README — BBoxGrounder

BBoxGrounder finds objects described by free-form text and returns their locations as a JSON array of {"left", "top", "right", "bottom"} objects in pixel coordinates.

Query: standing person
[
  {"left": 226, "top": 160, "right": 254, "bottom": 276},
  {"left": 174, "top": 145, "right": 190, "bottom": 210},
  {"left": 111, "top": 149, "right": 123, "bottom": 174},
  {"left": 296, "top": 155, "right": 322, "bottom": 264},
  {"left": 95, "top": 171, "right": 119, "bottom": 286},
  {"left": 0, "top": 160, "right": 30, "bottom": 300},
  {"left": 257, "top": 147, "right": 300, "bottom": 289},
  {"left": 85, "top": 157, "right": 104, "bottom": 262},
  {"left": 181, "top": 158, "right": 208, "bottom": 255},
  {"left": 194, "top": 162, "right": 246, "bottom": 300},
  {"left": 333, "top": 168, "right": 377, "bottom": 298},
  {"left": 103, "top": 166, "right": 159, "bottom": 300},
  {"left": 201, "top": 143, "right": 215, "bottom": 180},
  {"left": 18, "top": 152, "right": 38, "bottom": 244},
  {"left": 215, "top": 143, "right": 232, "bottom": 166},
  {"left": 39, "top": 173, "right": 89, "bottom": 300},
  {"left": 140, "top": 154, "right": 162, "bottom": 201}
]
··········
Task statement – Duplicate all the lines above, character for character.

Response to this task –
README — BBoxGrounder

BBoxGrounder finds objects described by free-form text and returns their locations as a JSON array of {"left", "top", "right", "bottom"} objects in pixel coordinates.

Query: standing person
[
  {"left": 226, "top": 160, "right": 254, "bottom": 276},
  {"left": 174, "top": 145, "right": 190, "bottom": 210},
  {"left": 111, "top": 149, "right": 123, "bottom": 174},
  {"left": 296, "top": 155, "right": 322, "bottom": 264},
  {"left": 95, "top": 171, "right": 119, "bottom": 286},
  {"left": 0, "top": 160, "right": 30, "bottom": 300},
  {"left": 257, "top": 147, "right": 300, "bottom": 289},
  {"left": 85, "top": 157, "right": 104, "bottom": 262},
  {"left": 181, "top": 158, "right": 208, "bottom": 255},
  {"left": 194, "top": 162, "right": 246, "bottom": 300},
  {"left": 333, "top": 168, "right": 377, "bottom": 298},
  {"left": 103, "top": 166, "right": 159, "bottom": 300},
  {"left": 201, "top": 143, "right": 215, "bottom": 180},
  {"left": 18, "top": 152, "right": 38, "bottom": 244},
  {"left": 215, "top": 143, "right": 232, "bottom": 166},
  {"left": 39, "top": 173, "right": 89, "bottom": 300},
  {"left": 140, "top": 154, "right": 162, "bottom": 201}
]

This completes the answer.